### YOUR GOAL
Reproduce the entries below, replacing "multispectral capture" with "aerial image" wherever it occurs and changing nothing else. Omit the pictures from your answer.

Detection examples:

........

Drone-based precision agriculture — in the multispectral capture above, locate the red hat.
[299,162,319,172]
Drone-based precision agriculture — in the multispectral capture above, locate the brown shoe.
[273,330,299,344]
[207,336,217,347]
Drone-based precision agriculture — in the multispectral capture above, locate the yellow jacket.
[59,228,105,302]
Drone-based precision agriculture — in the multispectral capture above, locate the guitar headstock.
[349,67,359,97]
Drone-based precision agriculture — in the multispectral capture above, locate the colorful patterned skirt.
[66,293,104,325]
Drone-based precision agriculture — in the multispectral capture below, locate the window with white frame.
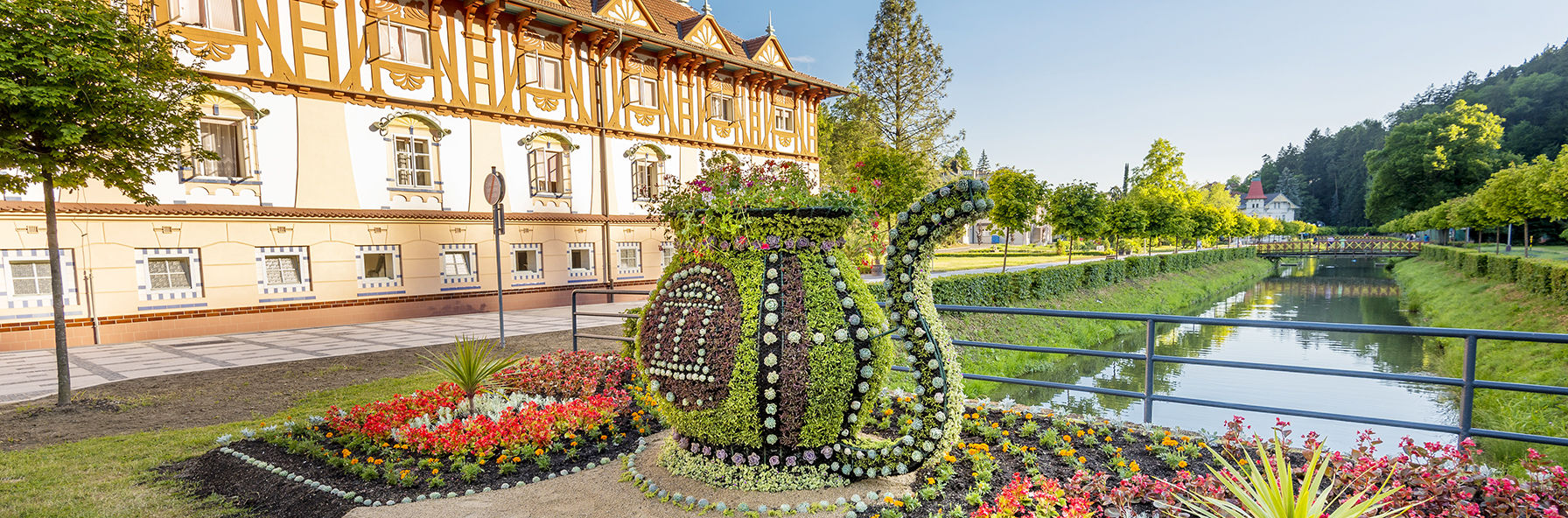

........

### ANSWER TO THE TASK
Drone-based precision agriculture — in the aerial image above, locate the red hat.
[299,162,319,172]
Drone-based precision agriculture — in the aerial image above, locate the brown shoe.
[273,330,299,344]
[207,336,217,347]
Drone-based precision agriculture — in the aerial image above, locate the yellow jacket.
[59,228,105,302]
Drone-based precision agriculture — in the aerial image above, locate the guitar headstock.
[349,67,359,97]
Drone-based precision agriculture — in the aerial image above, locate the colorful patterned skirt.
[66,293,104,325]
Drone-based precision agriculture — in the aerial image below, locate the window with white frame.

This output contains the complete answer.